## EXERCISE
Rewrite the entries below, swapping "outline" for "boundary" wherever it appears and leaving everything else unchanged. Leave the pictures out of your version.

## SUPPLIED DATA
====================
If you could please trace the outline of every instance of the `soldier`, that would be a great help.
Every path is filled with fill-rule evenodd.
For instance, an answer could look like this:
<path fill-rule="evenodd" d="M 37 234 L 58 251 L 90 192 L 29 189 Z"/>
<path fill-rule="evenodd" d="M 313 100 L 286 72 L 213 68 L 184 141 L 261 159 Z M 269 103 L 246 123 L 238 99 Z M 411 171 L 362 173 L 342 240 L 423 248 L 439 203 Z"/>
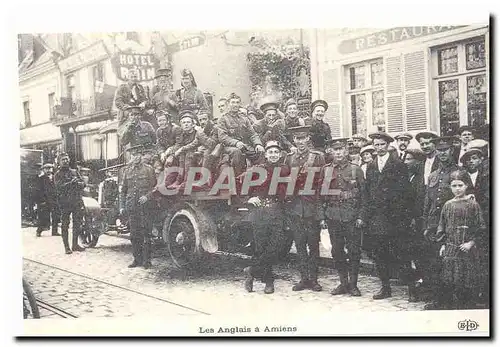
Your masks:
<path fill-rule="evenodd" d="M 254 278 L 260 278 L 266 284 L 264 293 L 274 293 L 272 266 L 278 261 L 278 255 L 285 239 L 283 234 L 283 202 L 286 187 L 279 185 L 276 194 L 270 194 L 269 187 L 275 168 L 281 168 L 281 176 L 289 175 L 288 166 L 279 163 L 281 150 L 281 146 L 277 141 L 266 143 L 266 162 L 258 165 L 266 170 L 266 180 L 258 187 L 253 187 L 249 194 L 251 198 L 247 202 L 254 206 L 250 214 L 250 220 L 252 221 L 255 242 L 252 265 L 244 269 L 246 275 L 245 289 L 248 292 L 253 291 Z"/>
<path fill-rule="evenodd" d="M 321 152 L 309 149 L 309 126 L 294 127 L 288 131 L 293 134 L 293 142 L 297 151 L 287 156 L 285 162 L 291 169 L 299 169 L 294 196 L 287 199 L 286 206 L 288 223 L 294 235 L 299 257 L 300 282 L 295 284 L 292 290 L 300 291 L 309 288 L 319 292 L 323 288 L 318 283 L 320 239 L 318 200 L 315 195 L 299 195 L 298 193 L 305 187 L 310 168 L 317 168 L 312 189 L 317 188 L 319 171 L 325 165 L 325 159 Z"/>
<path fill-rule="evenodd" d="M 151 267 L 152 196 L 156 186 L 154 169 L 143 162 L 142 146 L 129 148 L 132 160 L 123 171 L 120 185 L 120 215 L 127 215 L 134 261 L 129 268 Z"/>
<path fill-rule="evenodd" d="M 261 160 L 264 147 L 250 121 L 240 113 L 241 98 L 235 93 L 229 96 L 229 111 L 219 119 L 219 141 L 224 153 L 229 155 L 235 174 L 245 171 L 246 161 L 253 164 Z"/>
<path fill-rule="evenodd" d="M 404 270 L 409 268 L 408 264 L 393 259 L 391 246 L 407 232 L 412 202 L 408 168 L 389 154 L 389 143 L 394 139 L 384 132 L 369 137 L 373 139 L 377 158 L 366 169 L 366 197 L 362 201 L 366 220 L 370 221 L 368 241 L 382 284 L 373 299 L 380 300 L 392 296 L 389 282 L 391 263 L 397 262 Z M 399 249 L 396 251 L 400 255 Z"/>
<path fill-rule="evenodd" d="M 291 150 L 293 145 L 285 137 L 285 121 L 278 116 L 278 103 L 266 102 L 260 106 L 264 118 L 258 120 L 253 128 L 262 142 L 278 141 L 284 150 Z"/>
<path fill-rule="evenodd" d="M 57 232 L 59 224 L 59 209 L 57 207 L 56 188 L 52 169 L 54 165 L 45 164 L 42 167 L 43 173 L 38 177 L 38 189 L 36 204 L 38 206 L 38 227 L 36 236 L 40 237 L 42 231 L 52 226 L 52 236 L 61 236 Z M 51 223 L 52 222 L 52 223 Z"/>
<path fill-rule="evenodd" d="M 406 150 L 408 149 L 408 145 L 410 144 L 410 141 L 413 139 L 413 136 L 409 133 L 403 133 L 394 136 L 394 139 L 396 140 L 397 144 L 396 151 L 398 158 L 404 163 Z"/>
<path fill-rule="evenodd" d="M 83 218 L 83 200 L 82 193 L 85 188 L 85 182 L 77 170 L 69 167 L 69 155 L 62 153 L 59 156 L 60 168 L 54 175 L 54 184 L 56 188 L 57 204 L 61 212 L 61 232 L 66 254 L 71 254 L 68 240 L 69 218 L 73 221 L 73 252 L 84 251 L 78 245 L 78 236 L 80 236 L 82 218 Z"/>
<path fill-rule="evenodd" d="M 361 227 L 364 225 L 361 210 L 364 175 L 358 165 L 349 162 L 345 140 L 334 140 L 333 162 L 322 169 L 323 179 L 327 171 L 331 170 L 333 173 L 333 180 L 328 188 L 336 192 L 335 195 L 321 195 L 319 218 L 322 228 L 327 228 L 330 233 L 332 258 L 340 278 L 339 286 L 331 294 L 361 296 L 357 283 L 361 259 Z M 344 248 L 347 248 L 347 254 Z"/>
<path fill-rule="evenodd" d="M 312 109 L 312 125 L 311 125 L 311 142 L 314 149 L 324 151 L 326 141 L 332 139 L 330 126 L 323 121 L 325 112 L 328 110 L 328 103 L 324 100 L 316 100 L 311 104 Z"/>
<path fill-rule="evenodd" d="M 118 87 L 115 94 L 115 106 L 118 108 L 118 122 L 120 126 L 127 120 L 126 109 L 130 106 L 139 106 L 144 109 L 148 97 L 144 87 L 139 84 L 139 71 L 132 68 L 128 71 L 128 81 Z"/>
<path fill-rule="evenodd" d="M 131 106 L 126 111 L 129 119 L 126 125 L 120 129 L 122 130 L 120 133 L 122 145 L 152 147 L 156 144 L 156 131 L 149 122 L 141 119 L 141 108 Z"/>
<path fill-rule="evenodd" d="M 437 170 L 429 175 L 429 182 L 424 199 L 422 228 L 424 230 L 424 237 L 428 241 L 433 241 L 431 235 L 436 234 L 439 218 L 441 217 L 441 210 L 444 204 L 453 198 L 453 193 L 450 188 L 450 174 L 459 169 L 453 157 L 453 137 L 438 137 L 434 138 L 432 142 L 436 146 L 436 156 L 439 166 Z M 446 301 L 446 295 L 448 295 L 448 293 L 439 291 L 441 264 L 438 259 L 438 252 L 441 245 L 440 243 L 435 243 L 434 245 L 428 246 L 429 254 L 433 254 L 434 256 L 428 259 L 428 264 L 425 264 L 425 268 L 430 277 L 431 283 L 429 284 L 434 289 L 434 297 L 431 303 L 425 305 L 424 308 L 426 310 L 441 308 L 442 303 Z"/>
====================
## FULL RESPONSE
If you could please trace the boundary of every instance of the `soldier`, that would be a great help.
Every path is filled with fill-rule evenodd.
For instance, an answer could look like this:
<path fill-rule="evenodd" d="M 37 234 L 58 251 L 90 192 L 29 189 Z"/>
<path fill-rule="evenodd" d="M 313 100 L 286 72 L 213 68 L 184 141 L 261 159 Z M 269 103 L 246 123 L 238 99 Z M 411 171 L 362 173 L 342 240 L 423 248 L 439 203 Z"/>
Your masks:
<path fill-rule="evenodd" d="M 254 278 L 260 278 L 266 284 L 264 293 L 274 293 L 272 266 L 278 261 L 278 255 L 285 239 L 283 234 L 283 202 L 286 187 L 279 185 L 276 194 L 270 194 L 269 187 L 275 168 L 281 168 L 281 176 L 289 175 L 288 166 L 279 163 L 281 150 L 281 146 L 277 141 L 266 143 L 266 162 L 258 165 L 266 170 L 266 180 L 258 187 L 253 187 L 249 194 L 251 198 L 247 202 L 254 206 L 250 214 L 250 220 L 252 221 L 255 242 L 252 265 L 244 269 L 246 275 L 245 289 L 248 292 L 253 291 Z"/>
<path fill-rule="evenodd" d="M 321 152 L 309 149 L 309 126 L 294 127 L 288 131 L 293 134 L 293 142 L 297 151 L 287 156 L 285 162 L 291 169 L 299 169 L 294 196 L 287 199 L 286 206 L 288 223 L 294 235 L 299 257 L 300 282 L 295 284 L 292 290 L 300 291 L 309 288 L 319 292 L 323 288 L 318 283 L 320 239 L 318 200 L 315 195 L 299 195 L 298 193 L 305 187 L 310 168 L 317 168 L 312 189 L 317 188 L 319 171 L 325 165 L 325 159 Z"/>
<path fill-rule="evenodd" d="M 151 267 L 152 196 L 156 186 L 154 169 L 143 162 L 142 146 L 129 148 L 132 160 L 123 171 L 120 185 L 120 215 L 127 215 L 134 261 L 129 268 Z"/>
<path fill-rule="evenodd" d="M 261 160 L 264 147 L 250 121 L 240 113 L 241 98 L 235 93 L 229 96 L 229 111 L 219 119 L 219 141 L 224 153 L 229 155 L 235 174 L 245 171 L 246 161 L 253 164 Z"/>
<path fill-rule="evenodd" d="M 404 270 L 409 268 L 408 264 L 393 259 L 391 246 L 407 232 L 412 202 L 408 168 L 389 154 L 389 143 L 394 139 L 384 132 L 369 137 L 373 139 L 377 158 L 366 169 L 366 197 L 362 201 L 366 220 L 370 221 L 368 241 L 382 284 L 373 299 L 380 300 L 392 296 L 389 282 L 391 263 L 397 262 Z M 399 249 L 396 251 L 400 255 Z"/>
<path fill-rule="evenodd" d="M 291 150 L 293 145 L 285 137 L 285 121 L 278 116 L 278 103 L 266 102 L 260 106 L 264 118 L 258 120 L 253 128 L 262 142 L 278 141 L 284 150 Z"/>
<path fill-rule="evenodd" d="M 57 232 L 59 224 L 59 209 L 57 207 L 56 188 L 52 169 L 54 165 L 45 164 L 42 167 L 43 173 L 38 177 L 38 189 L 36 204 L 38 206 L 38 227 L 36 236 L 40 237 L 42 231 L 52 226 L 52 236 L 61 236 Z M 51 223 L 52 222 L 52 223 Z"/>
<path fill-rule="evenodd" d="M 406 150 L 408 149 L 408 145 L 410 144 L 410 141 L 413 139 L 413 136 L 409 133 L 403 133 L 394 136 L 394 139 L 396 140 L 397 144 L 396 151 L 398 158 L 404 163 Z"/>
<path fill-rule="evenodd" d="M 83 218 L 83 200 L 82 193 L 85 188 L 85 182 L 77 170 L 69 167 L 69 155 L 62 153 L 59 156 L 60 168 L 54 175 L 54 184 L 56 188 L 57 204 L 61 212 L 61 232 L 66 254 L 71 254 L 68 240 L 69 218 L 73 221 L 73 252 L 84 251 L 78 245 L 78 236 L 80 236 L 82 218 Z"/>
<path fill-rule="evenodd" d="M 361 227 L 364 225 L 361 210 L 364 175 L 358 165 L 349 162 L 345 140 L 334 140 L 333 162 L 322 169 L 323 179 L 327 171 L 331 170 L 333 173 L 333 180 L 328 188 L 336 192 L 335 195 L 321 195 L 319 218 L 322 228 L 327 228 L 330 233 L 332 258 L 340 278 L 339 286 L 331 294 L 361 296 L 357 283 L 361 259 Z M 344 248 L 347 248 L 347 254 Z"/>
<path fill-rule="evenodd" d="M 312 109 L 312 125 L 311 125 L 311 142 L 314 149 L 324 151 L 326 141 L 332 139 L 330 126 L 323 121 L 325 112 L 328 110 L 328 103 L 324 100 L 316 100 L 311 104 Z"/>
<path fill-rule="evenodd" d="M 118 87 L 115 94 L 115 106 L 118 108 L 118 122 L 120 126 L 127 120 L 126 109 L 130 106 L 139 106 L 144 109 L 148 97 L 144 87 L 139 84 L 139 71 L 132 68 L 128 71 L 128 81 Z"/>
<path fill-rule="evenodd" d="M 131 106 L 126 111 L 129 119 L 126 125 L 120 129 L 122 130 L 120 133 L 122 145 L 152 147 L 156 144 L 156 131 L 149 122 L 141 119 L 141 108 Z"/>
<path fill-rule="evenodd" d="M 437 170 L 429 175 L 429 182 L 424 199 L 422 228 L 424 230 L 424 237 L 428 241 L 433 241 L 431 235 L 436 234 L 439 218 L 441 217 L 441 210 L 444 204 L 453 198 L 453 193 L 450 188 L 450 174 L 459 169 L 453 157 L 453 137 L 438 137 L 434 138 L 432 142 L 436 146 L 436 156 L 439 166 Z M 446 301 L 446 295 L 448 295 L 448 293 L 439 291 L 441 264 L 438 259 L 438 252 L 441 245 L 440 243 L 435 243 L 434 245 L 428 246 L 429 254 L 433 254 L 434 256 L 428 259 L 428 264 L 425 264 L 425 268 L 430 277 L 431 283 L 429 284 L 434 289 L 434 297 L 431 303 L 425 305 L 424 308 L 426 310 L 441 308 L 442 303 Z"/>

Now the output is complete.